** Supplied data follows **

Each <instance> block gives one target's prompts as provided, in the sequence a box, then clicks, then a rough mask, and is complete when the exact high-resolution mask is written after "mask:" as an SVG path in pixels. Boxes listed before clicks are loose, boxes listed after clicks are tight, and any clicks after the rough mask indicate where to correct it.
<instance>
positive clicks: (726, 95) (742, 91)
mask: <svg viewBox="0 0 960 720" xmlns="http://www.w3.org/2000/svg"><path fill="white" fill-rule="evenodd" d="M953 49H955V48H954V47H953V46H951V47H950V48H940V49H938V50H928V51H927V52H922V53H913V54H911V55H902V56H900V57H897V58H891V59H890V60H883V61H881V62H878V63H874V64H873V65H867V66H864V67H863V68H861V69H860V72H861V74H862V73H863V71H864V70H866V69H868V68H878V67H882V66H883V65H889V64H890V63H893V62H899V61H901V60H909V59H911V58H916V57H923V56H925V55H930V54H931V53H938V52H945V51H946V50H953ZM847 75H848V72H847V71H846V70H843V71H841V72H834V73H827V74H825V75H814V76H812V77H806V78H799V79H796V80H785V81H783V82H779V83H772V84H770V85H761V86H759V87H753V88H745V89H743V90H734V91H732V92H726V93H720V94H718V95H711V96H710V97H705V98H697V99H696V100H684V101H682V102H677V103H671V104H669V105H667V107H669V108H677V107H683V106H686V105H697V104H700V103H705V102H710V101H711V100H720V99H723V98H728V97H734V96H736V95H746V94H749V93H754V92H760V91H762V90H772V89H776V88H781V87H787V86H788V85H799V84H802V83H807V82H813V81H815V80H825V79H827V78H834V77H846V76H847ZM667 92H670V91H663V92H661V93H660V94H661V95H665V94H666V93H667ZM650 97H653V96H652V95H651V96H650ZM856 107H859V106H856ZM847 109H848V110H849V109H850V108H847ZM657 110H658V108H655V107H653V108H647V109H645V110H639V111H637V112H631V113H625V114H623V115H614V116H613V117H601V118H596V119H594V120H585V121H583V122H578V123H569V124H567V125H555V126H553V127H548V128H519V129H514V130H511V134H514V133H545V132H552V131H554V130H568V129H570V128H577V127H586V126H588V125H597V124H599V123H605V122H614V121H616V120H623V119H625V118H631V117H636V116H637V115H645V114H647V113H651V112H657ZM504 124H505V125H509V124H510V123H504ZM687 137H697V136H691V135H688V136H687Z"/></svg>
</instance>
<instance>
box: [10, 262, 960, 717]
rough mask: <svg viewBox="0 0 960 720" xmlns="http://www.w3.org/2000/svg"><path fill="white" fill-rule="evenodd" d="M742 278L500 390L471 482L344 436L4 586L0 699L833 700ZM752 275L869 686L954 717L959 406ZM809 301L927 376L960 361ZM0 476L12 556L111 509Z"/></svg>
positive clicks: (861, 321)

** End of Supplied data **

Required action.
Since only part of the listing is wanted, copy exactly the lines from the one holding "positive clicks: (726, 95) (742, 91)" to the one holding "rough mask: <svg", both included.

Problem solution.
positive clicks: (726, 95) (742, 91)
mask: <svg viewBox="0 0 960 720" xmlns="http://www.w3.org/2000/svg"><path fill="white" fill-rule="evenodd" d="M953 49H955V48H954V47H953V46H951V47H950V48H940V49H938V50H928V51H927V52H922V53H913V54H911V55H902V56H900V57H897V58H891V59H890V60H883V61H881V62H878V63H874V64H873V65H867V66H864V67H863V68H861V69H860V72H861V74H862V73H863V71H864V70H866V69H868V68H878V67H882V66H883V65H889V64H890V63H893V62H899V61H901V60H909V59H911V58H916V57H923V56H925V55H930V54H931V53H938V52H945V51H946V50H953ZM847 75H848V72H847V71H846V70H843V71H841V72H834V73H827V74H825V75H814V76H812V77H806V78H799V79H796V80H785V81H783V82H779V83H772V84H770V85H761V86H759V87H753V88H745V89H743V90H734V91H732V92H726V93H720V94H718V95H711V96H710V97H705V98H697V99H696V100H684V101H682V102H677V103H671V104H669V105H667V107H669V108H677V107H683V106H686V105H697V104H700V103H705V102H710V101H711V100H720V99H723V98H728V97H734V96H736V95H746V94H749V93H754V92H760V91H762V90H772V89H776V88H781V87H787V86H788V85H799V84H802V83H807V82H813V81H815V80H825V79H827V78H834V77H846V76H847ZM667 92H670V91H663V92H661V93H660V94H661V95H665V94H666V93H667ZM650 97H653V96H652V95H651V96H650ZM856 107H859V106H856ZM847 109H848V110H849V109H850V108H847ZM657 110H658V108H655V107H653V108H647V109H645V110H639V111H637V112H631V113H625V114H623V115H614V116H613V117H601V118H596V119H594V120H585V121H583V122H578V123H569V124H567V125H555V126H553V127H548V128H519V129H514V130H511V134H514V133H545V132H552V131H554V130H568V129H570V128H577V127H586V126H588V125H597V124H599V123H605V122H614V121H616V120H623V119H625V118H631V117H636V116H637V115H645V114H647V113H651V112H657ZM504 124H505V125H509V124H510V123H504ZM687 137H697V136H691V135H688V136H687Z"/></svg>
</instance>
<instance>
box: [10, 262, 960, 717]
rough mask: <svg viewBox="0 0 960 720" xmlns="http://www.w3.org/2000/svg"><path fill="white" fill-rule="evenodd" d="M742 278L500 390L471 482L344 436L4 586L0 699L833 700ZM752 275L869 686L954 717L959 406ZM809 301L927 376L960 361ZM0 476L12 556L111 509Z"/></svg>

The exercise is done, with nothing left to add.